Please reproduce every line of the material below, beginning at the line that has "Task: tag the snow pile" and stopping after the line that has "x=297, y=159". Shift each coordinate in the answers by -98 and keep all other lines unchanged.

Material for this task start

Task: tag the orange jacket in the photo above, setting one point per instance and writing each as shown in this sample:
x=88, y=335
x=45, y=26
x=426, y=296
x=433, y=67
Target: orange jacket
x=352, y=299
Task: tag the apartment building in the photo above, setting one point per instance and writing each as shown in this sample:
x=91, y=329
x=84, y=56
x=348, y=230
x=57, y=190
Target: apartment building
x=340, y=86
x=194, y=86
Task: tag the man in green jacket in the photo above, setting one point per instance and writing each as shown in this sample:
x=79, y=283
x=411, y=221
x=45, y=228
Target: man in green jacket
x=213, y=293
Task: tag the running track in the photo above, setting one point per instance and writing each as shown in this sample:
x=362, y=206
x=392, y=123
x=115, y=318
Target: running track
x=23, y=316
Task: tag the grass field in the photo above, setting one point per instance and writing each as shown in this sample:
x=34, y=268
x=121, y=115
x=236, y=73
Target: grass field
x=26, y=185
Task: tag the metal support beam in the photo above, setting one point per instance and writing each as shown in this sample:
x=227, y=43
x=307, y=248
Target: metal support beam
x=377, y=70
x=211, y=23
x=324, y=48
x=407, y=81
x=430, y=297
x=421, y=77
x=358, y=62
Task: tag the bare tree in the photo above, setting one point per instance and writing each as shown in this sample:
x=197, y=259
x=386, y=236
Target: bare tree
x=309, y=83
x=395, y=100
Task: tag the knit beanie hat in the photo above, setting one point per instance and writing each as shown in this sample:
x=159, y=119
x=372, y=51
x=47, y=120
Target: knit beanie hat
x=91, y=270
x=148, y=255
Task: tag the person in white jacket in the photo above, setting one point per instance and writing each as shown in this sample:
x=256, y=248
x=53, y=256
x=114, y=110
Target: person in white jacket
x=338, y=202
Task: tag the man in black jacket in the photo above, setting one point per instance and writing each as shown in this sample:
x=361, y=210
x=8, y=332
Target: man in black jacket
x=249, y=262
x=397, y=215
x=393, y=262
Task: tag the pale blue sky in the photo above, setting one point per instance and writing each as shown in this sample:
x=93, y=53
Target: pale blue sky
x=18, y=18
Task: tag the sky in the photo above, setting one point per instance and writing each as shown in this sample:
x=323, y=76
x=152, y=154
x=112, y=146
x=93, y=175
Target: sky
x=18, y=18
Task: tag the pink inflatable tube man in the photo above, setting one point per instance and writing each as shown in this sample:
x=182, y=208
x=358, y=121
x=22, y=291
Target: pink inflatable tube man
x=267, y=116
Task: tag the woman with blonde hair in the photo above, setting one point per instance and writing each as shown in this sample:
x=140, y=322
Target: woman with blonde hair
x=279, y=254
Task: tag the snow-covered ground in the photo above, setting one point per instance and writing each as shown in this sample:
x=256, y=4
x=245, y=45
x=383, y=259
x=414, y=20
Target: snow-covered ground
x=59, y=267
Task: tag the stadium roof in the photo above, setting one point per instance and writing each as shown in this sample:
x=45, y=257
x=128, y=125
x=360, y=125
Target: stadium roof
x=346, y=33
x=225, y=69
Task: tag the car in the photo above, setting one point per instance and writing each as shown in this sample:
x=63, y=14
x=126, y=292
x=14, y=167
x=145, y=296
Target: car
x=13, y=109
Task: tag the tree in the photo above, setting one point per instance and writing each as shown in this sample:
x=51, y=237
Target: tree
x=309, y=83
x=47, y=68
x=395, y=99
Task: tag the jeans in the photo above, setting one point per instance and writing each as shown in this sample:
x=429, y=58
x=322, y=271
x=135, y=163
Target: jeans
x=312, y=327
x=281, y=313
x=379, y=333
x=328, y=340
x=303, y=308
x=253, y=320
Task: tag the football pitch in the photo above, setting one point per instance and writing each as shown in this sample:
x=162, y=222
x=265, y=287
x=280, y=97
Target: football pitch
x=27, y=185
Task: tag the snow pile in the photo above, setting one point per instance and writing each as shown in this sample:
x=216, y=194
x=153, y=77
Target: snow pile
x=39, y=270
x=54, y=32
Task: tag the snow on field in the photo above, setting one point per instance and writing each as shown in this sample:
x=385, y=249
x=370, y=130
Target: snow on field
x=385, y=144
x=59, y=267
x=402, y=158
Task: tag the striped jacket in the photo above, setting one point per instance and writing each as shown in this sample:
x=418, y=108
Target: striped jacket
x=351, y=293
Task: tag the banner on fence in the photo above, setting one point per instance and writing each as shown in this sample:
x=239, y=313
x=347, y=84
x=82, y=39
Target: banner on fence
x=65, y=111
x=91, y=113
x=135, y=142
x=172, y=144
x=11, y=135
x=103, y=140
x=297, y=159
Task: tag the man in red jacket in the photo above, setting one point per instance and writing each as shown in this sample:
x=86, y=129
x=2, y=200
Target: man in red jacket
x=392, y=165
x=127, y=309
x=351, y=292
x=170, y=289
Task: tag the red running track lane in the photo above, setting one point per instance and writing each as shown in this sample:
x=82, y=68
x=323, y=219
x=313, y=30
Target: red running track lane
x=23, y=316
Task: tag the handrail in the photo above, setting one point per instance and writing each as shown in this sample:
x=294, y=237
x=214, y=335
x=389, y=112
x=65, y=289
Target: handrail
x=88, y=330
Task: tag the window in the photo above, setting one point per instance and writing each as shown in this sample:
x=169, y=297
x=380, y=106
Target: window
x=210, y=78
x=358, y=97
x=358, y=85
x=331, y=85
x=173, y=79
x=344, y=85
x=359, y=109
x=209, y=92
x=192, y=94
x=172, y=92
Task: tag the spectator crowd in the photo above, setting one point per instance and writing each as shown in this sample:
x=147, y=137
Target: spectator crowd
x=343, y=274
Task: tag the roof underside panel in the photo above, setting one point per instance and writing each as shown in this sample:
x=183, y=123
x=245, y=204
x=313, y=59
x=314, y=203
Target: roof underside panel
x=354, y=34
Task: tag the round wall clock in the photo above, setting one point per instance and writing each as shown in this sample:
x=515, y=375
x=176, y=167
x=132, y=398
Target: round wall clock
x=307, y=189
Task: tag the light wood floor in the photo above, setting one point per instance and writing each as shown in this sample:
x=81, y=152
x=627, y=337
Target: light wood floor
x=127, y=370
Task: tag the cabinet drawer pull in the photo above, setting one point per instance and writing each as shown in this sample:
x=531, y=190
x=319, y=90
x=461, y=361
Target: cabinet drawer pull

Material for this task end

Result
Task: tag the snow pile in the photo above, setting one point per instance and writing each as shown in this sample:
x=216, y=194
x=153, y=77
Target: snow pile
x=-59, y=172
x=-44, y=-66
Task: tag the snow on field in the photo above, setting one point per instance and writing each as shown in this sample:
x=385, y=249
x=370, y=130
Target: snow on field
x=287, y=46
x=-39, y=169
x=304, y=60
Task: tag the striped jacket in the photo above, setting one point per instance and writing each as shown in this sample:
x=418, y=108
Target: striped jacket
x=253, y=195
Task: tag the banner on fence in the photo above, setting one point per instance and writing each as shown in this sample:
x=239, y=313
x=347, y=84
x=82, y=39
Target: banner on fence
x=-33, y=13
x=-7, y=15
x=37, y=44
x=74, y=46
x=-87, y=37
x=5, y=42
x=199, y=61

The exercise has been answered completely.